(Point localization data)
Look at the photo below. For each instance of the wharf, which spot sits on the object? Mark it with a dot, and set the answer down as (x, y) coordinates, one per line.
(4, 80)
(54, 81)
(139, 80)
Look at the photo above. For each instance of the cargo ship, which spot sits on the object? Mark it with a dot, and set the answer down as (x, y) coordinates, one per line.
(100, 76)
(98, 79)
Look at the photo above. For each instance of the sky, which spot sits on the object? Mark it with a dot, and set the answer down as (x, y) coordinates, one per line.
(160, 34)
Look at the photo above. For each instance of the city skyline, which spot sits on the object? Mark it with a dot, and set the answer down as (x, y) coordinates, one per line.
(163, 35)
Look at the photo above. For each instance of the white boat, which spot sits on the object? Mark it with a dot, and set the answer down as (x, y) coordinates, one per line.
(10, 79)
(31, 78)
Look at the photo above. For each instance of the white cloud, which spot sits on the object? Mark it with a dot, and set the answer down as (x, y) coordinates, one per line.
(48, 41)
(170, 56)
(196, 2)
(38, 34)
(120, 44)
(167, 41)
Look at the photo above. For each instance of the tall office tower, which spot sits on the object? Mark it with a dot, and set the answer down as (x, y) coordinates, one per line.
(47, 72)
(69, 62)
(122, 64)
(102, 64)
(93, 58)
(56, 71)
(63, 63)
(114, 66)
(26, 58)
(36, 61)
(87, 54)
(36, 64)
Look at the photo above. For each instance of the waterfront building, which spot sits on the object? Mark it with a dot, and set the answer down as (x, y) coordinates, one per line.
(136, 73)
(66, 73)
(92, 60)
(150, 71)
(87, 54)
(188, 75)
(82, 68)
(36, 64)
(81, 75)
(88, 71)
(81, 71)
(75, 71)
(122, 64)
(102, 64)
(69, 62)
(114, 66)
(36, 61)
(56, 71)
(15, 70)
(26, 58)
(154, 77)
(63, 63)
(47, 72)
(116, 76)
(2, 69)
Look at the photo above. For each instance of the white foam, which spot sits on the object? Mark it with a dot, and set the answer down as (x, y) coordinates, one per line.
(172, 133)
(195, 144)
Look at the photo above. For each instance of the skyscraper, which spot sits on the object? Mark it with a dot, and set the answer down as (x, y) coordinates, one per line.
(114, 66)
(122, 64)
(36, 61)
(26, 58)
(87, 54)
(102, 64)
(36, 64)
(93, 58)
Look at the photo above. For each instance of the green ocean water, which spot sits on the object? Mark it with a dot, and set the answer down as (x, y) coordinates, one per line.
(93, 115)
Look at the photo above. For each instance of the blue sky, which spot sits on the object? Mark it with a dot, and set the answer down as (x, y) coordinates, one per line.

▶ [What the exercise asks] What do the records say? Quote them all exactly.

▶ [Answer box]
Look at the photo below. For each instance of the wharf, which spot sits on the object? Mark it with a dot, and set the answer down as (x, y) coordinates, one per line.
(4, 80)
(54, 81)
(139, 80)
Look at the photo above. For each instance of the cargo ship, which spot sits on the object? Mark it with a dot, and set the answer down as (x, y) coordinates, one per line.
(100, 76)
(98, 79)
Look at the photo above. For each instance of the sky, which spot sits on the object? Mark it with a dot, and set the answer down as (x, y) coordinates, one per line.
(160, 34)
Look at the photo above. For each instance of the city skyline, which spot sits on the object? Mark it with a dot, and set the answer down as (x, y) coordinates, one per line.
(163, 35)
Look at the photo above. For each instance of the white boat, which spot sits on the object? Mark it with a dot, and set the answer down as (x, y) coordinates, one per line.
(10, 79)
(31, 78)
Look at the photo above. For each instance of the white cloud, which spot sits on the object? Mark it with a dot, and set the answer down as (x, y) coordinates, one per line.
(48, 41)
(170, 56)
(196, 2)
(38, 34)
(120, 44)
(167, 41)
Look at the photo above. For each instance of the tall office tower, which spot sits on the object? Mark it with a dot, and set the answer down as (x, y) coordinates, one per line.
(47, 72)
(69, 62)
(122, 64)
(102, 64)
(93, 58)
(56, 71)
(63, 63)
(114, 66)
(26, 58)
(36, 61)
(87, 54)
(36, 64)
Look at the photo above. For each instance of the waterfront building, which spot sits on the object? Mark it with a dot, and set the answer down as (x, y) coordinates, one per line.
(136, 73)
(66, 73)
(92, 60)
(150, 71)
(87, 54)
(188, 75)
(82, 68)
(36, 64)
(81, 75)
(88, 71)
(81, 71)
(75, 71)
(122, 64)
(102, 64)
(69, 62)
(114, 66)
(36, 61)
(56, 71)
(15, 70)
(26, 58)
(154, 77)
(63, 63)
(47, 72)
(116, 76)
(2, 69)
Look at the photo above. For each instance of the white foam, which spot sits on the object? Mark it with a dot, and set the answer down as (x, y) coordinates, one per line.
(172, 133)
(195, 144)
Look at the photo above. For each instance of the skyscraper, which spot sits on the object? Mark it with a dot, and set the answer down as (x, y) coordinates, one per line.
(114, 66)
(122, 64)
(36, 61)
(26, 58)
(87, 54)
(102, 64)
(36, 64)
(93, 58)
Look at the photo above. For each instance of the green ocean water, which spot sits on the object? Mark it with a dot, and set the answer down as (x, y) coordinates, one per line.
(93, 115)
Look at the photo above. For each instance of the blue sky, which spot sits on the object? Mark it with a dot, and set the answer down as (x, y) coordinates, one per line.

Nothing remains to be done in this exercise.